▶ **WHAT TO PRODUCE**
Arrange the material below as a Markdown table with the columns "Row" and "Material line," one numbered row per line, skipping blank lines. Cover only the stretch from the line containing "Rules: place one point on every instance of the white rose." through the end of the material, both ends included.

▶ **INFORMATION SUPPLIED**
- - - -

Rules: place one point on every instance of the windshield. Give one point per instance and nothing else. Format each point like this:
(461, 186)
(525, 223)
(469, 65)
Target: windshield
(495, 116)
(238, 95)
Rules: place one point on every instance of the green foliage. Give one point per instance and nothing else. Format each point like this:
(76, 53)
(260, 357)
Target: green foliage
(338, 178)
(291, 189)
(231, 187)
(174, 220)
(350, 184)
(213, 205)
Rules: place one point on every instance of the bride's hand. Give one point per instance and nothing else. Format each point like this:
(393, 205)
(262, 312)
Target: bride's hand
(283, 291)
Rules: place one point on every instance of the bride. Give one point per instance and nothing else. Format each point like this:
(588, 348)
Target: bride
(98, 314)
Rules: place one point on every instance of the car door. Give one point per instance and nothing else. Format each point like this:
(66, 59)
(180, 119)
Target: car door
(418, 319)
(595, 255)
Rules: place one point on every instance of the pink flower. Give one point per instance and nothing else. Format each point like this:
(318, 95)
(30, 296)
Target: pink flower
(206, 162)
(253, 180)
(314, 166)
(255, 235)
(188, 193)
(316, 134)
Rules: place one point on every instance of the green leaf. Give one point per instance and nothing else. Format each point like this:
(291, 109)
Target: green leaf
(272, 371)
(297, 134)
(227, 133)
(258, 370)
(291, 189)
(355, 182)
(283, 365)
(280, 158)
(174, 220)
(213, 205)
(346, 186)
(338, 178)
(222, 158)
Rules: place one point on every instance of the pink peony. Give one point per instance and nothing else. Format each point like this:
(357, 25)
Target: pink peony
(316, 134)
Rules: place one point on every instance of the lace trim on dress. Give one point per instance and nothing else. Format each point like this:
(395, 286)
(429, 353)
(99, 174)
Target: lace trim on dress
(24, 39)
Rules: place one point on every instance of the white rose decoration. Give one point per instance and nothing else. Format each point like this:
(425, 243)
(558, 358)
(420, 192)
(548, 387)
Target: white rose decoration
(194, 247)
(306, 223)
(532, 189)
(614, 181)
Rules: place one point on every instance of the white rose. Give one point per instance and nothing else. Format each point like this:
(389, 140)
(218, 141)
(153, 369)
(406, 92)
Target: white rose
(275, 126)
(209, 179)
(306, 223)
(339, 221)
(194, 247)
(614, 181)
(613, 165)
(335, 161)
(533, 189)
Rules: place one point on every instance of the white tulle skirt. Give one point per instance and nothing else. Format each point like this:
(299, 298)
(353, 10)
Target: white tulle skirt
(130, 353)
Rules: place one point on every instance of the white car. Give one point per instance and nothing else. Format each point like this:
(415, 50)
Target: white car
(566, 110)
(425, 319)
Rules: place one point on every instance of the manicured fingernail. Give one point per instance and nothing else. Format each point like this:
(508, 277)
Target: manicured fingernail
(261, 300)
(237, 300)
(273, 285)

- - - -

▶ **COMPLETED EXERCISE**
| Row | Material line |
|---|---|
| 1 | Rules: place one point on every instance of the white rose. Give one point per instance and nothing else. Format each point like this: |
| 2 | (389, 140) |
| 3 | (218, 141) |
| 4 | (153, 369) |
| 5 | (406, 92) |
| 6 | Target: white rose |
| 7 | (275, 126) |
| 8 | (209, 179) |
| 9 | (306, 223) |
| 10 | (339, 221) |
| 11 | (194, 247) |
| 12 | (614, 181) |
| 13 | (613, 165) |
| 14 | (335, 161) |
| 15 | (533, 189) |
| 16 | Rules: place one point on every instance of the white tulle skirt. Give one point per instance and nothing else. Format each point like this: |
| 17 | (299, 298) |
| 18 | (353, 10) |
| 19 | Target: white tulle skirt |
| 20 | (130, 353) |
| 21 | Rules: place one point on every instance of the white car. Give one point per instance and nothing else. Format each point like this: |
| 22 | (415, 50) |
| 23 | Target: white car |
| 24 | (566, 110) |
| 25 | (425, 319) |
| 26 | Rules: place one point on every instance of the manicured fingernail. Give one point per instance and nothing else. Format each point like this: |
| 27 | (508, 277) |
| 28 | Target: manicured fingernail |
| 29 | (261, 300) |
| 30 | (237, 300) |
| 31 | (273, 285) |